* LISTED ENTRIES *
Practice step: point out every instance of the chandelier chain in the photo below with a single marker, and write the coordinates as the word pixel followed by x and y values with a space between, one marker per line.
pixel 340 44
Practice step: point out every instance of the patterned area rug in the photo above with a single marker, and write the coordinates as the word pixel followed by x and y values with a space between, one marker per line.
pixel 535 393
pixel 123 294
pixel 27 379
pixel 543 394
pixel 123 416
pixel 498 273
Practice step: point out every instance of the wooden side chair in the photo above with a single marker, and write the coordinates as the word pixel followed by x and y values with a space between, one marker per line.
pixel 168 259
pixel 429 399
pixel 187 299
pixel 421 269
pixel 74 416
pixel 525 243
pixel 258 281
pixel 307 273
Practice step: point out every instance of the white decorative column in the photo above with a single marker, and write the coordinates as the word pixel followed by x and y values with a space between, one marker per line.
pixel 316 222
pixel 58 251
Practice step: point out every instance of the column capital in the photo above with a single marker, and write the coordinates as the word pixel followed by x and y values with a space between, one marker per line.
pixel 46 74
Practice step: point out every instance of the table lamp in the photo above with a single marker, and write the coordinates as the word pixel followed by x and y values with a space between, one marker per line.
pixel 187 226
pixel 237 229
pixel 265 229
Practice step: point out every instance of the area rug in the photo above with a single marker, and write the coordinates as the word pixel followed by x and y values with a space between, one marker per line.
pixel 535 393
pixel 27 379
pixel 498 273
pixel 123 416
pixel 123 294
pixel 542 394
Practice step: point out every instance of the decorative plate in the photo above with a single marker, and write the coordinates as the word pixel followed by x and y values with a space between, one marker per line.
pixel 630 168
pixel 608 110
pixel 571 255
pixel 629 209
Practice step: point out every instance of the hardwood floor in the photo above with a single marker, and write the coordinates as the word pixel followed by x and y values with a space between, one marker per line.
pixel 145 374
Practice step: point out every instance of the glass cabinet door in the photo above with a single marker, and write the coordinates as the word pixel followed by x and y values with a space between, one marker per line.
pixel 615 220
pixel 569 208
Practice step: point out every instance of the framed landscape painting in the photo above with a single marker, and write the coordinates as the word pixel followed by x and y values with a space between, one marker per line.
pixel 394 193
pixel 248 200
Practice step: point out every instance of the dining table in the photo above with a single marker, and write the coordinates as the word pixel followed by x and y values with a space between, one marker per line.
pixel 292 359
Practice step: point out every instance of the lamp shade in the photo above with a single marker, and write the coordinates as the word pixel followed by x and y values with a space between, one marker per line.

* EXERCISE INSTRUCTIONS *
Repeat exactly the lines above from the line that contains "Practice step: point out every instance of the framed" through the end. Include both of these ends; leave out everything else.

* SOLUTION FOR THIS TASK *
Practice step: point out every instance of the framed landscape painting in the photo above with a single marker, and write the coordinates as the word pixel followed by x and y values with a space between, one marker per line.
pixel 394 193
pixel 248 200
Practice step: point out every instance of the dining table in the photo above with a single marker, and write the coordinates as the word pixel followed by x and y values with a space between, one marker per line.
pixel 292 359
Practice step: point out every instance of the lamp shade in the photo above with a single marker, and write the coordinates as the word pixel followed by x and y values with a space between, one marker per line.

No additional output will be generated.